### Problem description:
Begin at the line that contains "For every instance of the black" and repeat every line from there to the end of the records below, inclusive, without adding any other line.
Given entries START
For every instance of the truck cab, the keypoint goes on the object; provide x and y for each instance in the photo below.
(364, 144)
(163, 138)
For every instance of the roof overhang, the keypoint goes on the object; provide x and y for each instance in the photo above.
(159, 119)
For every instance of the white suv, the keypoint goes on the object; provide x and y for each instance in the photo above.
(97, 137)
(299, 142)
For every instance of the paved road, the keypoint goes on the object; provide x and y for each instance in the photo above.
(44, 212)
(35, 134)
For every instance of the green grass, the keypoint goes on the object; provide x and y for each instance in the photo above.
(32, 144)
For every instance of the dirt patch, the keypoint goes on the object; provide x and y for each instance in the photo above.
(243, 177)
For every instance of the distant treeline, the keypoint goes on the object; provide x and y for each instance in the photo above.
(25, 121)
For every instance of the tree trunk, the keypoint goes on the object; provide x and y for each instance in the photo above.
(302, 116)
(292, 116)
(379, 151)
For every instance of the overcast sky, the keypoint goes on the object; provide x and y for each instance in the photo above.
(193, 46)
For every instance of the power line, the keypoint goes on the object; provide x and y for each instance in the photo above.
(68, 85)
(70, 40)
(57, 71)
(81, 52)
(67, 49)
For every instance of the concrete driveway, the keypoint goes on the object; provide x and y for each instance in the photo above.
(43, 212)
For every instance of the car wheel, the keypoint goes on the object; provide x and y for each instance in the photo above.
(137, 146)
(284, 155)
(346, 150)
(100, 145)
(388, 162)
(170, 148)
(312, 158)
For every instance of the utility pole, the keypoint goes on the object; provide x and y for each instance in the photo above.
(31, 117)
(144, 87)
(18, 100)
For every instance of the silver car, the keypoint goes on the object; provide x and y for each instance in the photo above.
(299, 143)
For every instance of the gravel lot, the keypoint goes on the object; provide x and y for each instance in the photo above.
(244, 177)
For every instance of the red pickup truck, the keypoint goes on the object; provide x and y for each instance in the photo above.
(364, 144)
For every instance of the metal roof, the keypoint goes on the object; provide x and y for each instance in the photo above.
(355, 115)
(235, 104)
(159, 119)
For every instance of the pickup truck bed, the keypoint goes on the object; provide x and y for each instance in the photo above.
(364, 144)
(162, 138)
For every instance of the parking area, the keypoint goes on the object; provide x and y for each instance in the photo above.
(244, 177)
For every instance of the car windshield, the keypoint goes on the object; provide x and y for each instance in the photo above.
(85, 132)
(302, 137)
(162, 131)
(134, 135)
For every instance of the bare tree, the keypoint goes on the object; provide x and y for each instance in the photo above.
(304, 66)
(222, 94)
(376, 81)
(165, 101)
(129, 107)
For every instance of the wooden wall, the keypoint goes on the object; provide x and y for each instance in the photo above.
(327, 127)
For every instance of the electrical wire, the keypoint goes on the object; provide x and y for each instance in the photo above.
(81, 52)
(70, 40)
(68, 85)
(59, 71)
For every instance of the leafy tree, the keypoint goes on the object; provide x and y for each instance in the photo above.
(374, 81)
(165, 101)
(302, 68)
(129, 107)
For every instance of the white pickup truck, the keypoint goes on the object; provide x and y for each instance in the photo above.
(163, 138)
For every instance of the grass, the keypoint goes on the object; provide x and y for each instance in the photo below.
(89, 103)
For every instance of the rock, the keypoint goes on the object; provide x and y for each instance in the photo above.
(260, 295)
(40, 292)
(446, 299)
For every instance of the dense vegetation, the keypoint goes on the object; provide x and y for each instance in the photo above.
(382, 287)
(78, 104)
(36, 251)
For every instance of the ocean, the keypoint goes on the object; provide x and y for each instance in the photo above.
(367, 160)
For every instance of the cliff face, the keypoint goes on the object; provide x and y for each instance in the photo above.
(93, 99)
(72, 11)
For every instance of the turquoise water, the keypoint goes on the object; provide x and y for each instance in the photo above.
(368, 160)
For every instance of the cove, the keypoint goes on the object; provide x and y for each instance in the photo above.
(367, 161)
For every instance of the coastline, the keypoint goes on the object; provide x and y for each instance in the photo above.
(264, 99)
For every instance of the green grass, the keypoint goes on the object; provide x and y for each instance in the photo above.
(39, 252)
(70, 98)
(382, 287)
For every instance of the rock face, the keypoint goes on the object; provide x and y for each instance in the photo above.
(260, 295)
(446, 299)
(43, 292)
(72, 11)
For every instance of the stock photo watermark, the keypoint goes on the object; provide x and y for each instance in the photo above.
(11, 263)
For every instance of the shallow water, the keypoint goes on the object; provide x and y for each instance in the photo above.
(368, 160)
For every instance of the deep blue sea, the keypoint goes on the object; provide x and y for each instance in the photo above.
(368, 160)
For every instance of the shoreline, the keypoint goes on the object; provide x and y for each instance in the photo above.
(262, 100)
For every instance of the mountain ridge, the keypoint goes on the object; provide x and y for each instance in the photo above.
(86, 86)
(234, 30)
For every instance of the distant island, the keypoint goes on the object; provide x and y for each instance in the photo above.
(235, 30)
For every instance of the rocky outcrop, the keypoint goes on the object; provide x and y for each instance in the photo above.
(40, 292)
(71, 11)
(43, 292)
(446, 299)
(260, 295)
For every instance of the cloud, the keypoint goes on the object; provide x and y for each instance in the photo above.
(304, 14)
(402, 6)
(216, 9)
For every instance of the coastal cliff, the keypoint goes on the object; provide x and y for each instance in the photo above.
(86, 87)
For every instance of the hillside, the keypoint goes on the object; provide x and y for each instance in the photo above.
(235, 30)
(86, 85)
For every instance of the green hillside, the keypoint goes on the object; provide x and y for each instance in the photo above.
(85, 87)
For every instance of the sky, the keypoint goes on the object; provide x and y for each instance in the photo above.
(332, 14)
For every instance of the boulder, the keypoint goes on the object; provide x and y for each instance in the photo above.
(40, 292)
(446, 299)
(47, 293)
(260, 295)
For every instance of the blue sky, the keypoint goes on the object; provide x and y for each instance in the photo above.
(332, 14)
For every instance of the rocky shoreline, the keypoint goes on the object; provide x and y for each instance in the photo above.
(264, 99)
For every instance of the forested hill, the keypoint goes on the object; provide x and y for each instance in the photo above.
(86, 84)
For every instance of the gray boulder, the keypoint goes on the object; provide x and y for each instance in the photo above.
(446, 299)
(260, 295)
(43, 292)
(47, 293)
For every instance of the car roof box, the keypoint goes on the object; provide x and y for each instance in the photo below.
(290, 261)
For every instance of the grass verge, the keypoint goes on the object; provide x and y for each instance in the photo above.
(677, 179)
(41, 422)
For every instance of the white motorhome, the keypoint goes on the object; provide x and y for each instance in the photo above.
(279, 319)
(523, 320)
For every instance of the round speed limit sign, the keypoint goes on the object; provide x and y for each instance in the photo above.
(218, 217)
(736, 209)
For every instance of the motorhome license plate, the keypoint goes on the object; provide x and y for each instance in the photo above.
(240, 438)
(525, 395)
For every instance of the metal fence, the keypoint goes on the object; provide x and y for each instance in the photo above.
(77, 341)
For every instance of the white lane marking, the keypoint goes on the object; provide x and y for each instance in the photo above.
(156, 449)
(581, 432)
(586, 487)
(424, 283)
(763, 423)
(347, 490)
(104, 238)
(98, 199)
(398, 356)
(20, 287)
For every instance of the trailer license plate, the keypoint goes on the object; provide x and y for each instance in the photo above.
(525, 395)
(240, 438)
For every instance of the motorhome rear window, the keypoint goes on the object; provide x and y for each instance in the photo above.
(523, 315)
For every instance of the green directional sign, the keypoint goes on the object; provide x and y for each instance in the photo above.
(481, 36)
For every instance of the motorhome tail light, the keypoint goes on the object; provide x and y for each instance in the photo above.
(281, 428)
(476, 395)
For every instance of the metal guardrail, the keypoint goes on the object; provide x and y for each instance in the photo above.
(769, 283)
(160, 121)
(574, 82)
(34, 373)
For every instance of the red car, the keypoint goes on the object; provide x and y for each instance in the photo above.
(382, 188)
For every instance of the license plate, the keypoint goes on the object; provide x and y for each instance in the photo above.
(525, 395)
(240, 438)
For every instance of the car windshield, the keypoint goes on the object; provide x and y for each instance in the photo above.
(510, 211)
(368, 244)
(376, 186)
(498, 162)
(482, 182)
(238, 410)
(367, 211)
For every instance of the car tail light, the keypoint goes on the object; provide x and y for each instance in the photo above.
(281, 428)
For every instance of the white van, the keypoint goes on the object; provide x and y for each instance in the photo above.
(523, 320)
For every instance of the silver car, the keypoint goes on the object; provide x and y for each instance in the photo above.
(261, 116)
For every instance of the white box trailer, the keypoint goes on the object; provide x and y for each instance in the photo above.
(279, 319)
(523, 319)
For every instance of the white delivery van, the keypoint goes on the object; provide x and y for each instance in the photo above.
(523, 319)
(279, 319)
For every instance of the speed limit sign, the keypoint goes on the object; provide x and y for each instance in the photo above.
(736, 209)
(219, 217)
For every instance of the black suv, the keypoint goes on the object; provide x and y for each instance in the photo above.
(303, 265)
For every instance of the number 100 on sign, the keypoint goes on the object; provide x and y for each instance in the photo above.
Given entries END
### Output of the exercise:
For every instance of the black suv, the keypoint goes on the object; provide x and y for each instance in the photo above.
(303, 265)
For every instance of the number 100 on sign, the keypoint goes on the object; provide x and y for each instance in the photo above.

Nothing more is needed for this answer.